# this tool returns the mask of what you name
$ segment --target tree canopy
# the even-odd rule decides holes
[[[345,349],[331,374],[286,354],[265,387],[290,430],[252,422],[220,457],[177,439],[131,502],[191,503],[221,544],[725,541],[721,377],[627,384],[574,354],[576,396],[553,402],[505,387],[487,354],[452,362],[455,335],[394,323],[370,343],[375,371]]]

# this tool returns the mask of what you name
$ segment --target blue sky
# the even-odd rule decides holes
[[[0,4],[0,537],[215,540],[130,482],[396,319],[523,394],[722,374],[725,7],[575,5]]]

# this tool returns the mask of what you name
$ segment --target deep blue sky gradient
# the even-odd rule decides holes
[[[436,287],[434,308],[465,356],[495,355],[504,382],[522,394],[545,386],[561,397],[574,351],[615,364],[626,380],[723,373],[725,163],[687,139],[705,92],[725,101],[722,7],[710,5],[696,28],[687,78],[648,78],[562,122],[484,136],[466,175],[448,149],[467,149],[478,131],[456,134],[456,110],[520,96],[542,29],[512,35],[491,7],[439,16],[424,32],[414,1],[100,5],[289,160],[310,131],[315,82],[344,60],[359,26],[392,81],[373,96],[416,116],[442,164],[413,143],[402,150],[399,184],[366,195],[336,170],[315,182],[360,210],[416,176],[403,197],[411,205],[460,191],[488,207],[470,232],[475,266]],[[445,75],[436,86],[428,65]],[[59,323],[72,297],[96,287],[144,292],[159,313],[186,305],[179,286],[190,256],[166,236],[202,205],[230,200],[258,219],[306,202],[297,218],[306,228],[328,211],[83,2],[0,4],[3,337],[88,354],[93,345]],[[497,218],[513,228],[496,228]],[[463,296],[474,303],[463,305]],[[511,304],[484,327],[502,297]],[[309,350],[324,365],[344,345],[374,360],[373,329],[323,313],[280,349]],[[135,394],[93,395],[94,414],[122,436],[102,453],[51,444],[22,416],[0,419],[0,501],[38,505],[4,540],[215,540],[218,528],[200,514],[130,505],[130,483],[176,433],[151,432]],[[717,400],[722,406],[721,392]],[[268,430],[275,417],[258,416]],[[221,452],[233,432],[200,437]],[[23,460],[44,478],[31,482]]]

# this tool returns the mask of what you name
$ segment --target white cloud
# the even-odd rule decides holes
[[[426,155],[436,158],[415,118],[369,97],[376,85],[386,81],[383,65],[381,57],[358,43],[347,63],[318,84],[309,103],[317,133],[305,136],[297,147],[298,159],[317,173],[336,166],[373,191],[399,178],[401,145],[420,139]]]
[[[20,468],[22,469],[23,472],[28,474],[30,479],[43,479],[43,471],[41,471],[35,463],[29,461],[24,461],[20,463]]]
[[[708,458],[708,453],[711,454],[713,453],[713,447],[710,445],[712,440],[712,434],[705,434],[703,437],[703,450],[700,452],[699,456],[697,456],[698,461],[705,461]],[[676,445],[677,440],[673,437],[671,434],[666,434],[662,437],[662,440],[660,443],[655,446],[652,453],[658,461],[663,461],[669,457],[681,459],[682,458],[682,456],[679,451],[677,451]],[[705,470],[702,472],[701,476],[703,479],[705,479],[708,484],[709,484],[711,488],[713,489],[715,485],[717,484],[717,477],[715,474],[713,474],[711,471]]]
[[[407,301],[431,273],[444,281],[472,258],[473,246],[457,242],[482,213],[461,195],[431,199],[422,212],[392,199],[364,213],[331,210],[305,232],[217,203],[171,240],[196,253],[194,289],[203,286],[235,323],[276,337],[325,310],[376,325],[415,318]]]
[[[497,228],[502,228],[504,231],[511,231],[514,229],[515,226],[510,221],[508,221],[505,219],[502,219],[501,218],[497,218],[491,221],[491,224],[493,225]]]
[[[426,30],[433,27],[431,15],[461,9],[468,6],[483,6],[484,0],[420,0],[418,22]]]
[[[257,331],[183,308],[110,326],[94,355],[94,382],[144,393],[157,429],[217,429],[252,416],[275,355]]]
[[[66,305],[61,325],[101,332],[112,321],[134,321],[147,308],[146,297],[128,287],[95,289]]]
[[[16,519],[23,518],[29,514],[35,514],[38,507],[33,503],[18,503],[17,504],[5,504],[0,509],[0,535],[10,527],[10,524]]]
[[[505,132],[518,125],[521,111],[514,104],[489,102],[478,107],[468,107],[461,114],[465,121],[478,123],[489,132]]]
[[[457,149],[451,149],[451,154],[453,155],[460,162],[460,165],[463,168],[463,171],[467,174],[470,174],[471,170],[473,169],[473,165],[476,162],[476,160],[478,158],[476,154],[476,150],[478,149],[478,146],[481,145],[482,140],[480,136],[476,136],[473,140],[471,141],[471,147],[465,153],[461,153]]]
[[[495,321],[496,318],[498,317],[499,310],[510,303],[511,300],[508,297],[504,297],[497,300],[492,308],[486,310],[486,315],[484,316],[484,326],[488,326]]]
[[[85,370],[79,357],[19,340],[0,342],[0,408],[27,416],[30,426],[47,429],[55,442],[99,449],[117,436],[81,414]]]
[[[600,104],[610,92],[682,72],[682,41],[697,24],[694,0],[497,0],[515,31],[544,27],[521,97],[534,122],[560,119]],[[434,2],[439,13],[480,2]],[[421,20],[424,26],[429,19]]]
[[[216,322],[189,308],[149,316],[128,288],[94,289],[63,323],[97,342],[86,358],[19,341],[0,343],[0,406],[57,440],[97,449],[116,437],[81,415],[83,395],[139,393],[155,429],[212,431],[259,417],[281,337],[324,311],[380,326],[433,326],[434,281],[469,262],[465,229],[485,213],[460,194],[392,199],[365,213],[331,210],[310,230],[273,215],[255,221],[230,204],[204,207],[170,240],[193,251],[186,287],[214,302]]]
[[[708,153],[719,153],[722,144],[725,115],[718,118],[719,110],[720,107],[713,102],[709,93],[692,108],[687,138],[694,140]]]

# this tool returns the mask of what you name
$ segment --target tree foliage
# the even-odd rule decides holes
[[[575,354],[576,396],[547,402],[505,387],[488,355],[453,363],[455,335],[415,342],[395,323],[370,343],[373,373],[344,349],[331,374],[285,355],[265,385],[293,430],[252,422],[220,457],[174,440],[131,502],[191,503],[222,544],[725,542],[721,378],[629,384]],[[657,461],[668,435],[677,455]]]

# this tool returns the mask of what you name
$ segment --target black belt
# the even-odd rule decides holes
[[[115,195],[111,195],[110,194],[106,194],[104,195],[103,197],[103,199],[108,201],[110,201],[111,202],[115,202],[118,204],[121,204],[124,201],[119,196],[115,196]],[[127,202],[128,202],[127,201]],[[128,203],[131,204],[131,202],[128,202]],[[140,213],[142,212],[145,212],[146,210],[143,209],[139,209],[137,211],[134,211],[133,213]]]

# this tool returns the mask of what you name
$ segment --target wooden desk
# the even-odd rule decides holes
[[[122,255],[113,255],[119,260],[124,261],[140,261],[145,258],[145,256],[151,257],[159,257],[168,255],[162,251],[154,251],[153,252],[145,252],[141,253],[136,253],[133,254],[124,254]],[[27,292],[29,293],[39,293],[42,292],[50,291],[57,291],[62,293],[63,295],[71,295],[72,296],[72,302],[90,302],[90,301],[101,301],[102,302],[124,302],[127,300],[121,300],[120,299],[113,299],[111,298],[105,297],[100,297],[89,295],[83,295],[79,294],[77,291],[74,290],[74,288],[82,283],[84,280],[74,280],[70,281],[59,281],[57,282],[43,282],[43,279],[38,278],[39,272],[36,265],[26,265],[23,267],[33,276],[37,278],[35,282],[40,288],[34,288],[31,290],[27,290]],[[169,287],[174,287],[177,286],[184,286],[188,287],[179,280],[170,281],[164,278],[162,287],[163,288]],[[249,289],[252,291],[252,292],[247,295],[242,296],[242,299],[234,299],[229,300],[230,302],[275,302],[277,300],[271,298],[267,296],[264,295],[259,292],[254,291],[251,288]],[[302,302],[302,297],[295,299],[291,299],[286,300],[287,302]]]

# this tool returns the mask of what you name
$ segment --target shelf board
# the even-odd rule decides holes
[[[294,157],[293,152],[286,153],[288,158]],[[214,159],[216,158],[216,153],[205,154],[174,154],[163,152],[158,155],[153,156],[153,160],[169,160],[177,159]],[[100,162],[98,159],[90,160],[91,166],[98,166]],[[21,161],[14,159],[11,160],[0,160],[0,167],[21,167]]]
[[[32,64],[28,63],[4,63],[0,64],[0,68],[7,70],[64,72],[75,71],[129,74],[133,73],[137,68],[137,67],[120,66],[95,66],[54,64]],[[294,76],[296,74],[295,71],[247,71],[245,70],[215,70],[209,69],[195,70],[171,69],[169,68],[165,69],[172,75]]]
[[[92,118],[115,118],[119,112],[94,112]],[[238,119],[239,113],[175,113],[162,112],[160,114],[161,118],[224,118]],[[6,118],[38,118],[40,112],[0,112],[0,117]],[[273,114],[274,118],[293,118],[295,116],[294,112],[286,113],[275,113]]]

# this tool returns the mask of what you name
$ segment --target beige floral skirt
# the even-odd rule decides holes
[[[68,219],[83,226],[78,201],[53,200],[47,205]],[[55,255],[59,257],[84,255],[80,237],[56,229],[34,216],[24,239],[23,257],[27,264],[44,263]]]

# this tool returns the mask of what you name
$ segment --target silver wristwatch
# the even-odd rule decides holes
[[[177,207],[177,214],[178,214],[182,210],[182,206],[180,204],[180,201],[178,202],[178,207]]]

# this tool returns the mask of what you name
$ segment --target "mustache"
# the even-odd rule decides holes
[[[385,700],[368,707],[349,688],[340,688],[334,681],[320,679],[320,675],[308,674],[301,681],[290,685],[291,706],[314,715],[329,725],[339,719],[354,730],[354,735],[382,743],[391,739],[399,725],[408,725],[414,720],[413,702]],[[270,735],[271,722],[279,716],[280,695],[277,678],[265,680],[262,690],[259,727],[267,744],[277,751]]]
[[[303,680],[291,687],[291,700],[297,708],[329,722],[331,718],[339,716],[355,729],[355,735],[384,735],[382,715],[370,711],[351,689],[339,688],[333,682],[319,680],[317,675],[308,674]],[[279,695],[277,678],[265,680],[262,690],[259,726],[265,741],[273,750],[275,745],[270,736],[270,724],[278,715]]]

What to work on: Please count the lines above that contain the string "target", and reply with only that number.

Expected answer: 11